BEGIN

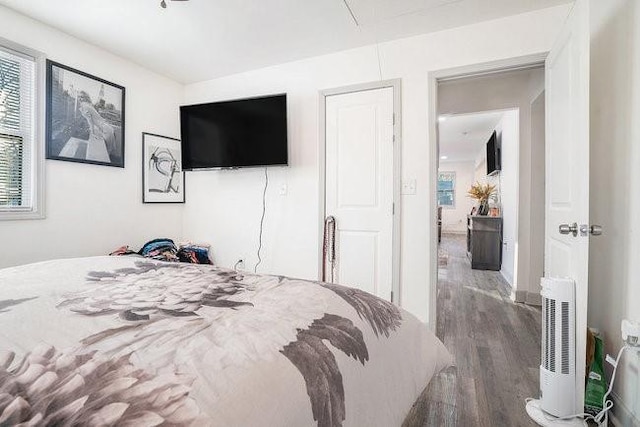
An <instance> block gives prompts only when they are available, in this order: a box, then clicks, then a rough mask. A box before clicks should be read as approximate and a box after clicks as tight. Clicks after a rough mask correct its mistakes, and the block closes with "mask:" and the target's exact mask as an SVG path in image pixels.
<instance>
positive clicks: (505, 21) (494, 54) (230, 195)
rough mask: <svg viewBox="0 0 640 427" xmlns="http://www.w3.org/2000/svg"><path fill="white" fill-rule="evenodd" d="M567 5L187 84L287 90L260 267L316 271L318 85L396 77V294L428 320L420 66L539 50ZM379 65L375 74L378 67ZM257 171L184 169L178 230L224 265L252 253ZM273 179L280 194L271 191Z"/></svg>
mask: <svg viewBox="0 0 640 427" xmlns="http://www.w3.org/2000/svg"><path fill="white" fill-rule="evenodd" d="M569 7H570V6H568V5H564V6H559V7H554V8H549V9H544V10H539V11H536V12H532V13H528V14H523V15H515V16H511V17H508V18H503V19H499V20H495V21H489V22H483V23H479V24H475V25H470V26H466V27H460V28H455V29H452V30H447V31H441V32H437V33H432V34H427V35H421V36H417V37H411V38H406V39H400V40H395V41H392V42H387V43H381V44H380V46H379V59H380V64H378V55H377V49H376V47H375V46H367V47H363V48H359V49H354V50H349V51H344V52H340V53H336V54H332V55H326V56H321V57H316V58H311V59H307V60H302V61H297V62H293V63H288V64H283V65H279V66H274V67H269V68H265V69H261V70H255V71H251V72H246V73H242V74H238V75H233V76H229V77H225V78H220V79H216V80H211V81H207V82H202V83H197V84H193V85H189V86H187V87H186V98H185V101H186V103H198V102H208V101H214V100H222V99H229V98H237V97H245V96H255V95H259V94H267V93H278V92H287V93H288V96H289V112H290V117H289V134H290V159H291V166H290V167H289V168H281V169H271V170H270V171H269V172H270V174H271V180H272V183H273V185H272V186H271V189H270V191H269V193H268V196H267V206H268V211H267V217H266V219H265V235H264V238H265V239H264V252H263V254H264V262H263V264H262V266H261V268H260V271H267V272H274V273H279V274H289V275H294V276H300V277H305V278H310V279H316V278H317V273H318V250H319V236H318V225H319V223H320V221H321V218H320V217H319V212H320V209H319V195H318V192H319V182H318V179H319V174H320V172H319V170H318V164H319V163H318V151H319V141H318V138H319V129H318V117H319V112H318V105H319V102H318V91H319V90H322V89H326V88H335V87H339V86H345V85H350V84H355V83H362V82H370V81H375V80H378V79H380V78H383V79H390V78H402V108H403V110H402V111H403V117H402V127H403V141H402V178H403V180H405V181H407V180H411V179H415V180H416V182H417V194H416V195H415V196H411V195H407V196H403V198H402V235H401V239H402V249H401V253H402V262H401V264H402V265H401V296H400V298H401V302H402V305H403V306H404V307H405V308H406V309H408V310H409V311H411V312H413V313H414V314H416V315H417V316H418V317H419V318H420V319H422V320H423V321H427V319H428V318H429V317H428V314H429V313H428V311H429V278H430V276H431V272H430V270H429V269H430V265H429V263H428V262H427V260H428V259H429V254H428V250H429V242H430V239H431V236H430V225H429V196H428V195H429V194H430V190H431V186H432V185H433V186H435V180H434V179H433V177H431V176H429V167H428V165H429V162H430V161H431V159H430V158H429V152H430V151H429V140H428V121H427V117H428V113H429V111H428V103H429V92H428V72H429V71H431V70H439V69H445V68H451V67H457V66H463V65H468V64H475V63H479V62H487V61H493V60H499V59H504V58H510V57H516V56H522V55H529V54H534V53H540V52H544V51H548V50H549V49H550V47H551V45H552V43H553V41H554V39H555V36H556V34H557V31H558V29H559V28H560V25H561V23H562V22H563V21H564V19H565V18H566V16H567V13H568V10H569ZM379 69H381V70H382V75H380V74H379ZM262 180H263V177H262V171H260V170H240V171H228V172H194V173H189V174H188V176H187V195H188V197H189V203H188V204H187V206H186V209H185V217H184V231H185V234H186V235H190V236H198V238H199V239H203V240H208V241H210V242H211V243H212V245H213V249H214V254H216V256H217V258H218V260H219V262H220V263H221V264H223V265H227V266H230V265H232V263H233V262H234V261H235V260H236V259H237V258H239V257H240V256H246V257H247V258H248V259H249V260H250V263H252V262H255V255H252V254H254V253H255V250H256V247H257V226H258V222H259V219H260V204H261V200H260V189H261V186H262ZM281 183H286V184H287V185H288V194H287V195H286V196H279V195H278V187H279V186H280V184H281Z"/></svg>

END

Rewrite the data above, swapping every "rough mask" for "coarse mask" and keeping everything else the same. Leave the pictures out.

(Output for this task)
An <instance> block gives prompts only when they are available, in this order: a box, then clicks, then a coarse mask. A box before clicks should be read as approximate and a box after clicks as tight. Clicks after a coarse mask correct its mistakes, and the block closes with "mask:" and the target's exact mask as an SVG path in image pixels.
<instance>
positive clicks: (505, 21) (494, 54) (230, 195)
coarse mask: <svg viewBox="0 0 640 427" xmlns="http://www.w3.org/2000/svg"><path fill="white" fill-rule="evenodd" d="M567 5L187 84L287 90L260 267L316 271L318 85L396 77V294L428 320L420 66L539 50ZM379 65L375 74L378 67ZM257 171L184 169L178 230L224 265L252 253ZM273 179L280 194L271 191Z"/></svg>
mask: <svg viewBox="0 0 640 427" xmlns="http://www.w3.org/2000/svg"><path fill="white" fill-rule="evenodd" d="M569 7H570V6H568V5H564V6H559V7H554V8H549V9H544V10H539V11H536V12H532V13H528V14H523V15H515V16H511V17H508V18H503V19H499V20H495V21H489V22H483V23H479V24H475V25H470V26H466V27H460V28H455V29H452V30H447V31H441V32H437V33H432V34H427V35H421V36H417V37H411V38H406V39H400V40H395V41H392V42H387V43H381V44H380V46H379V59H380V64H378V55H377V49H376V47H375V46H367V47H363V48H359V49H354V50H349V51H344V52H340V53H336V54H332V55H326V56H321V57H316V58H311V59H307V60H302V61H297V62H293V63H288V64H283V65H279V66H274V67H269V68H265V69H261V70H255V71H251V72H246V73H242V74H238V75H233V76H229V77H225V78H220V79H216V80H211V81H207V82H202V83H197V84H193V85H189V86H187V87H186V98H185V101H186V103H198V102H208V101H214V100H222V99H229V98H237V97H245V96H255V95H259V94H267V93H278V92H287V93H288V96H289V112H290V117H289V134H290V159H291V166H290V167H289V168H281V169H271V170H270V171H269V172H270V174H271V180H272V183H273V185H272V186H271V189H270V191H269V193H268V196H267V206H268V211H267V217H266V219H265V235H264V238H265V239H264V252H263V254H264V262H263V264H262V266H261V268H260V271H267V272H274V273H279V274H289V275H294V276H300V277H305V278H310V279H316V278H317V273H318V250H319V236H318V225H319V223H320V221H321V218H320V217H319V212H320V209H319V195H318V192H319V182H318V179H319V174H320V172H319V170H318V164H319V163H318V151H319V141H318V138H319V129H318V117H319V112H318V105H319V102H318V91H319V90H322V89H326V88H335V87H339V86H345V85H350V84H355V83H362V82H370V81H375V80H378V79H380V78H383V79H390V78H402V108H403V110H402V111H403V117H402V127H403V141H402V178H403V180H405V181H407V180H411V179H415V180H416V182H417V194H416V195H415V196H411V195H407V196H403V198H402V235H401V239H402V249H401V253H402V262H401V264H402V265H401V296H400V298H401V302H402V305H403V306H404V307H405V308H406V309H408V310H409V311H411V312H413V313H414V314H416V315H417V316H418V317H419V318H420V319H422V320H423V321H427V319H428V318H429V317H428V314H429V313H428V311H429V278H430V276H431V272H430V270H429V269H430V265H429V263H428V262H427V260H428V259H429V254H428V250H429V242H430V239H431V236H430V225H429V196H428V195H429V194H430V190H431V186H432V185H433V186H435V180H434V179H433V177H431V176H429V167H428V165H429V162H430V161H431V159H430V158H429V152H430V151H429V140H428V121H427V117H428V113H429V111H428V103H429V92H428V72H429V71H431V70H439V69H445V68H451V67H457V66H463V65H468V64H475V63H479V62H487V61H493V60H499V59H504V58H510V57H516V56H522V55H529V54H534V53H540V52H544V51H548V50H549V49H550V47H551V45H552V43H553V41H554V39H555V36H556V34H557V31H558V29H559V28H560V25H561V23H562V22H563V21H564V19H565V18H566V16H567V13H568V10H569ZM379 69H381V70H382V75H380V74H379ZM262 180H263V177H262V171H260V170H240V171H228V172H194V173H189V174H188V176H187V195H188V197H189V203H188V204H187V206H186V209H185V217H184V231H185V234H186V235H190V236H198V238H199V239H203V240H208V241H210V242H211V243H212V245H213V249H214V254H216V256H217V258H218V260H219V262H220V263H221V264H223V265H227V266H230V265H232V263H233V262H234V261H235V260H236V259H237V258H239V257H240V256H246V257H247V258H248V259H249V260H250V263H252V262H255V255H252V254H254V253H255V250H256V247H257V226H258V222H259V219H260V204H261V200H260V189H261V186H262ZM281 183H286V184H287V185H288V194H287V195H286V196H279V195H278V187H279V186H280V184H281Z"/></svg>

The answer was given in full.